== TASK OBJECTIVE ==
Repeat the part of the commit message below from "- AoU: numeric-entity-encode" to "byte-identical duplicate rows.", word for word.

== EXCERPT ==
● ● ● ●
9eb4e0937782954c19d664e7d384d210bffb3b25
max
  Sat Jun 13 16:01:42 2026 -0700
lrSv: QA fixes from Lou's review - dedup, shared color palette, deCODE/AoU cleanup

- Drop kwanhoSv (KimPD) from the lrSvAll merge in databases.tsv; it stays on
dev/alpha until published, which also removes its >5 Mb breakend artifacts
from the merged track.
- Remove searchIndex from colorsDbSv, lrSv1kLin and lrSvAll (and the merge
generator): the bigBeds were built without a name index, so by-name search
never worked.
- Single shared per-SV-type color palette in lrSvCommon.py (svColor), used by
every converter and the merge. CPX is purple everywhere (was orange in
1kgOnt/apr/cpc1, colliding with INV's orange), colorsDb DEL is 200,0,0 like
the rest, and TRA/INSDEL get their own colors.
- deCODE: drop byte-identical duplicate rows and blank the fake AC=50
placeholder (AC is now a string field, omitted from the name and mouseOver).
- AoU: numeric-entity-encode non-ASCII gene/trait text and drop duplicate rows.
- gustafson, chirmade101, hprc2v21: drop byte-identical duplicate rows.
- lrSvMergeAll.py: skip byte-identical duplicate source rows instead of summing
their allele counts, which had inflated the per-database and total AC.
● ● ● ●
== GIVEN INFORMATION ==

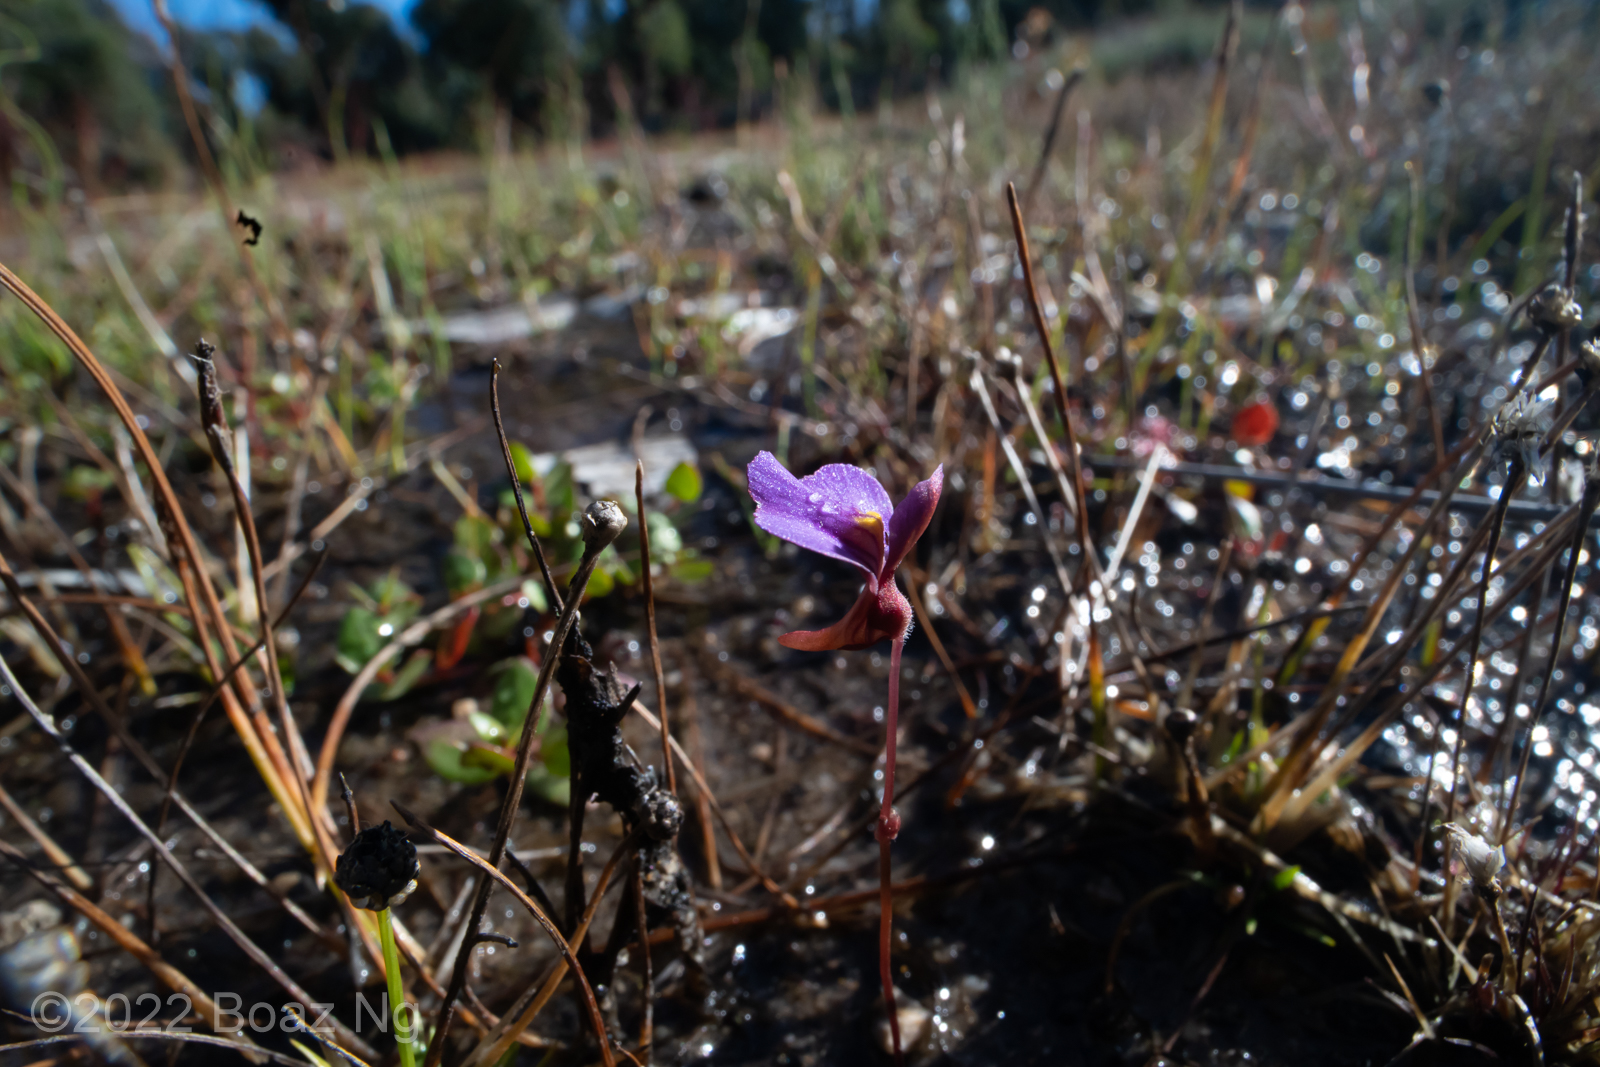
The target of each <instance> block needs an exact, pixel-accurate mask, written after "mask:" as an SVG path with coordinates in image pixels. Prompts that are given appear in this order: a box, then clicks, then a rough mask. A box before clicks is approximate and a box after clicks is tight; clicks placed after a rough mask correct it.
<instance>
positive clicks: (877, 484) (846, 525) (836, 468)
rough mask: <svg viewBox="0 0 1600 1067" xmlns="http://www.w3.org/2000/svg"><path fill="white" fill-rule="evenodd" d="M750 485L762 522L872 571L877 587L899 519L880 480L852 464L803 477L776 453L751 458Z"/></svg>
mask: <svg viewBox="0 0 1600 1067" xmlns="http://www.w3.org/2000/svg"><path fill="white" fill-rule="evenodd" d="M749 483H750V498H752V499H754V501H755V525H757V526H760V528H762V530H765V531H766V533H770V534H774V536H778V537H782V539H784V541H789V542H792V544H797V545H800V547H802V549H810V550H811V552H821V553H822V555H827V557H832V558H835V560H843V561H845V563H854V565H856V566H859V568H861V569H862V571H866V573H867V579H869V585H872V587H875V585H877V581H878V573H880V571H882V568H883V550H885V541H886V536H885V534H886V528H888V525H890V523H891V520H893V517H894V504H893V502H891V501H890V494H888V493H885V491H883V486H882V485H878V480H877V478H874V477H872V475H870V474H867V472H866V470H862V469H859V467H850V466H846V464H829V466H826V467H821V469H819V470H818V472H816V474H811V475H806V477H805V478H797V477H794V475H792V474H789V472H787V470H786V469H784V466H782V464H781V462H778V458H776V456H773V454H771V453H762V454H758V456H757V458H755V459H752V461H750V467H749Z"/></svg>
● ● ● ●
== EXERCISE RESULT ==
- AoU: numeric-entity-encode non-ASCII gene/trait text and drop duplicate rows.
- gustafson, chirmade101, hprc2v21: drop byte-identical duplicate rows.